_Exercise instructions:_ The data below calls for an exact copy.

_Available records:_
[Start of section]

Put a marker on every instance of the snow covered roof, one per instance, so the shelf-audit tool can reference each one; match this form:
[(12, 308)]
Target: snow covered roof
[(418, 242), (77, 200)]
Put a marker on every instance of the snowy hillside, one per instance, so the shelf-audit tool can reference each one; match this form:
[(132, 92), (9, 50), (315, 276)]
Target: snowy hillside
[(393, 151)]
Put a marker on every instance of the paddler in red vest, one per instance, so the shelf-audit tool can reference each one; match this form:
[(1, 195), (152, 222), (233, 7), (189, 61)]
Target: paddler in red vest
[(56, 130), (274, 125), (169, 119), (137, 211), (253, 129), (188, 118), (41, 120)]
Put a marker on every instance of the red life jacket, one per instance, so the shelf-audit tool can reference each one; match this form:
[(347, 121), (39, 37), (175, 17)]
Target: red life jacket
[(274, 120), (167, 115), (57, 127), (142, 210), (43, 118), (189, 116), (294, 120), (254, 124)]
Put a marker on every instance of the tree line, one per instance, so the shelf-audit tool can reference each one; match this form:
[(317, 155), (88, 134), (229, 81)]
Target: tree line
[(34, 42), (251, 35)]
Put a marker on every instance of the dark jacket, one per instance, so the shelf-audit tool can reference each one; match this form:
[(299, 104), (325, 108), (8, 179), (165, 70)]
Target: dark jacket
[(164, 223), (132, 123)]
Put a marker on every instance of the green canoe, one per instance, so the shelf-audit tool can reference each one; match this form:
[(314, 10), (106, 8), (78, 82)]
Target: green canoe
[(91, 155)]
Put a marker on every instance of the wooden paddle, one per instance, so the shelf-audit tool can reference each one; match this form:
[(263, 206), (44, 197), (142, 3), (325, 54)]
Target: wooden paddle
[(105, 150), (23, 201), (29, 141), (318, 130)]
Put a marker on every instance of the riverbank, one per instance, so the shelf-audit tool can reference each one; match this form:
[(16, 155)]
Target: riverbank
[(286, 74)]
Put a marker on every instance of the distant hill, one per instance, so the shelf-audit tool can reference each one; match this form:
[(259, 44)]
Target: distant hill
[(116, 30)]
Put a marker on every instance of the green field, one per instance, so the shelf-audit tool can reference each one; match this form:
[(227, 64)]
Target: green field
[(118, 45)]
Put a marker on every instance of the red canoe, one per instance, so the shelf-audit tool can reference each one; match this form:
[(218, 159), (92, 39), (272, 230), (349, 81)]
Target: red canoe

[End of section]

_Task result:_
Put a marker on every instance of the snow covered roof, one per instance, so the shelf-audit tool can reference each one; match this form:
[(12, 308)]
Target: snow covered roof
[(418, 242), (77, 200)]
Put a marker on every instance of the snowy hillside, one per instance, so the shelf-audit tool can reference each one; match this form:
[(132, 92), (9, 50), (315, 276)]
Target: snowy hillside
[(393, 151)]
Put a marker on every instance of the paddler in red vest, one per instance, so the shelf-audit tool can reference each one; match this form:
[(1, 195), (152, 222), (233, 7), (189, 61)]
Target: paddler in red vest
[(56, 130), (274, 125), (169, 119), (137, 211), (253, 129), (188, 118), (41, 120)]
Put a marker on every instance of the red life jacket, one per instance, so the shelf-audit tool can reference each one; match this form:
[(347, 121), (39, 37), (175, 17)]
Target: red life jacket
[(274, 120), (167, 115), (57, 127), (142, 210), (43, 118), (189, 116), (294, 120), (254, 124)]
Put a marker on every instance of the tree line, one per instance, so the shelf-audit tool can reference each one; match this form:
[(317, 155), (88, 134), (229, 81)]
Target: tree line
[(34, 42), (251, 35)]
Put a marker on every instance of the dark jacket, one per instance, so the shelf-audit tool can reference each one; match this form:
[(299, 104), (325, 108), (8, 179), (165, 70)]
Target: dark jacket
[(164, 223), (132, 123)]
Put a marker on every instance of the green canoe, one per instance, so the shelf-audit tool can reference each one; match this form:
[(314, 10), (106, 8), (78, 82)]
Target: green canoe
[(91, 155)]
Put a marker on every instance of the wooden paddle, one per instance, so the shelf-audit tool can reference each one; match this form:
[(263, 206), (44, 197), (142, 3), (325, 54)]
Target: wooden paddle
[(105, 150), (23, 201), (29, 141), (318, 130)]
Put a marker on every instance of the riverbank, one per instance, so the shelf-audit tool can reference each one; match this form:
[(16, 155)]
Target: riverbank
[(286, 74)]
Put a marker on every instance of the distant hill, one per instance, so the shelf-audit tool can reference each one; match this form:
[(259, 44)]
Target: distant hill
[(116, 30)]
Put a marker on every instance of the green field, one per instance, so the shelf-audit tool can reference each one; match this form:
[(227, 64)]
Target: green field
[(118, 45)]
Put a marker on every instance of the red canoe, one per instance, so the shelf-audit tool can reference each one; match this form:
[(218, 159), (92, 39), (272, 230), (349, 81)]
Target: red canoe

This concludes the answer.